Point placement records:
((

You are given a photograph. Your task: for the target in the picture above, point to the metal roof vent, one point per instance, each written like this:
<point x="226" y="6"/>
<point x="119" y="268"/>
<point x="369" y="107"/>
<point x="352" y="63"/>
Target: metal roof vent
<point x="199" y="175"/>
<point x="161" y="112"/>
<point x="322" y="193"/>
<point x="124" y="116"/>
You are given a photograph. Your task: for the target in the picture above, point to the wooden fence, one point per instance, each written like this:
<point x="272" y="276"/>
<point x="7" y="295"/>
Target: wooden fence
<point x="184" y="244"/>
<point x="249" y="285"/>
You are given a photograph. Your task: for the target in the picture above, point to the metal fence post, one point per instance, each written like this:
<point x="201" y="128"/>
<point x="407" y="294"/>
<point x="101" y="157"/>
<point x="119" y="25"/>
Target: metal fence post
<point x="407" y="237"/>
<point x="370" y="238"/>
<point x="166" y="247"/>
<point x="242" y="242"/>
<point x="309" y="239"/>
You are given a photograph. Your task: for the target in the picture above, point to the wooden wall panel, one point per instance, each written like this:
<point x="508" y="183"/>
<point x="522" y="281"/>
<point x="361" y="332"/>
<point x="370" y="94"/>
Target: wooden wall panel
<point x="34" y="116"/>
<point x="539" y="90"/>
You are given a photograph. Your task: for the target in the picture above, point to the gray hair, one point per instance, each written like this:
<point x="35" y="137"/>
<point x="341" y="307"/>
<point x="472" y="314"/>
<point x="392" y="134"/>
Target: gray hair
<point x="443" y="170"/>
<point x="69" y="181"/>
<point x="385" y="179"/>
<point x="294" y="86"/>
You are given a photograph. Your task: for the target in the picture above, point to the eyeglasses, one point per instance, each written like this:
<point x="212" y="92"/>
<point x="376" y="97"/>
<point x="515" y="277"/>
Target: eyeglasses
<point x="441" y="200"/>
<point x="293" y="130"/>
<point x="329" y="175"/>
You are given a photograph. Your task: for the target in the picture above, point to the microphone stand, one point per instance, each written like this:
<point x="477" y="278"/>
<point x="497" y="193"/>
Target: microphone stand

))

* WHAT YOU WILL DO: Rewrite all the records above, changing every "one point per instance" to "a single point for each instance" and leaving everything else untouched.

* ANSWER TO THE PROBLEM:
You are given a photograph. Your task: for the target in the picture above, point to the metal roof vent, a single point for each instance, each written like this:
<point x="226" y="6"/>
<point x="119" y="268"/>
<point x="369" y="107"/>
<point x="352" y="63"/>
Target: metal roof vent
<point x="199" y="175"/>
<point x="161" y="112"/>
<point x="322" y="193"/>
<point x="124" y="116"/>
You are given a photograph. Your task: for the target in the picture above, point to the wooden fence, a single point for each instance, each written like this:
<point x="272" y="276"/>
<point x="7" y="295"/>
Target: wooden fence
<point x="184" y="244"/>
<point x="249" y="285"/>
You are given a photograph. Your task: for the target in the picture above, point to the metal fence post, a single point for each instance, each written like this:
<point x="201" y="128"/>
<point x="407" y="294"/>
<point x="101" y="157"/>
<point x="119" y="25"/>
Target: metal fence post
<point x="407" y="237"/>
<point x="370" y="238"/>
<point x="166" y="247"/>
<point x="242" y="242"/>
<point x="309" y="239"/>
You are given a photograph. Your task: for the target in the picture above, point to the wooden wall panel, a single point for each instance, each written like this:
<point x="508" y="183"/>
<point x="522" y="281"/>
<point x="361" y="332"/>
<point x="370" y="94"/>
Target: wooden wall panel
<point x="34" y="116"/>
<point x="539" y="90"/>
You are given a photograph. Your task: for the target in the picture above, point to the gray hair, a single point for each instance, each written like this:
<point x="35" y="137"/>
<point x="341" y="307"/>
<point x="472" y="314"/>
<point x="392" y="134"/>
Target: gray hair
<point x="443" y="170"/>
<point x="69" y="181"/>
<point x="385" y="179"/>
<point x="294" y="86"/>
You are given a photograph. Your task: for the target in the picture above, point to the eyeglasses, a single point for each instance, each written like this:
<point x="212" y="92"/>
<point x="376" y="97"/>
<point x="515" y="277"/>
Target: eyeglasses
<point x="441" y="200"/>
<point x="293" y="130"/>
<point x="329" y="175"/>
You are given a photograph. Your task: for the target in the picture above, point to the microphone stand, a single point for each instance, each written like this:
<point x="477" y="278"/>
<point x="497" y="193"/>
Target: microphone stand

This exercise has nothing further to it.